Given text:
══════
A compendium of OGS's terrible scoring system confusing beginners

Uberdude · July 30, 2021, 6:52am

I’ve participated in several threads here recently about scoring and how the current design is deficient and should be improved. Here’s yet another example of the problems caused.

Kosh · July 30, 2021, 7:17am

From my own observations, the current scoring system struggles with three issues.

Incomplete games. Close your borders to solve this problem. Use resume if need be.
Slight issue with eyes being counted in Japanese seki situations. This usually cancels out (one each) but when it doesn’t, manual adjustment of the score is probably the easiest fix.
Unsettled positions confuse the scoring system because it’s assessment is based on playouts. That’s the situation in the example above. Again, resume is the best remedy.

shinuito · July 30, 2021, 7:21am

There’s no resume when playing against bots though right?

Kosh · July 30, 2021, 7:22am

Fair point and people are often tricked into passing prematurely because the bot passed first. Such games can only be annulled (if the winner is incorrect). The score in the OP is wrong. Since Black didn’t invade, it’s White’s territory. No argument from me.

shinuito · July 30, 2021, 7:27am

I think what examples are showing is that having Katago score the game for beginners against bots has issues and since there’s no chance to fix it (because the bot can’t argue if you just mark all their stones as dead) you get games that are scored probably more incorrectly than if a non-intelligent estimator scored the game.
══════
Translate this sentence from the forum thread on OGS scoring into Spanish: "From my own observations, the current scoring system struggles with three issues."

(Excerpts from a point labeling dataset)
══════
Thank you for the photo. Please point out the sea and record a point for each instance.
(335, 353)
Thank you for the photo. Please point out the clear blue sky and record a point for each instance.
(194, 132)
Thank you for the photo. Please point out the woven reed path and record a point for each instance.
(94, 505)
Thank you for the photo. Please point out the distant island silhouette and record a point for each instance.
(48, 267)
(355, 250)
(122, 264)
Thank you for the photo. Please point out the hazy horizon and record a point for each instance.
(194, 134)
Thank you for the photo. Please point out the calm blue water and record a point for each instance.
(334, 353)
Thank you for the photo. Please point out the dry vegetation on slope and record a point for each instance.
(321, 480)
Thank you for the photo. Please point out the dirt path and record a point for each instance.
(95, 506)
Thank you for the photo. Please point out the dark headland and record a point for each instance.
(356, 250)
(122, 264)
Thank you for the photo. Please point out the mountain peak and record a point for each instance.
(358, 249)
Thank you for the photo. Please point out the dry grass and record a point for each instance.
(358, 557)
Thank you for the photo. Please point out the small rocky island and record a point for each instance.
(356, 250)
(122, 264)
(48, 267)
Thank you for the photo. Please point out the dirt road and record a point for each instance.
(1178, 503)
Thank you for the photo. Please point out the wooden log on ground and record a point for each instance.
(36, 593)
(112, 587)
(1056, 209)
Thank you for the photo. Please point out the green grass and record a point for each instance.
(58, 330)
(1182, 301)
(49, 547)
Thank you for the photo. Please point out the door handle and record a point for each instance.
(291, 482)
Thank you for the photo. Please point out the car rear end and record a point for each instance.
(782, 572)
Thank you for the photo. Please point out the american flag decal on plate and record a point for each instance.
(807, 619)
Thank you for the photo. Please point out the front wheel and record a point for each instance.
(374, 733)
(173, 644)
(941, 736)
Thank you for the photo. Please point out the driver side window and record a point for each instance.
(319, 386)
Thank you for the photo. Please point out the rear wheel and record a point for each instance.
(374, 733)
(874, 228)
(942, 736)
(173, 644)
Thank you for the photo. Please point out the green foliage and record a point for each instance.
══════
Full output: Según mis propias observaciones, el sistema de puntuación actual tiene dificultades con tres cuestiones.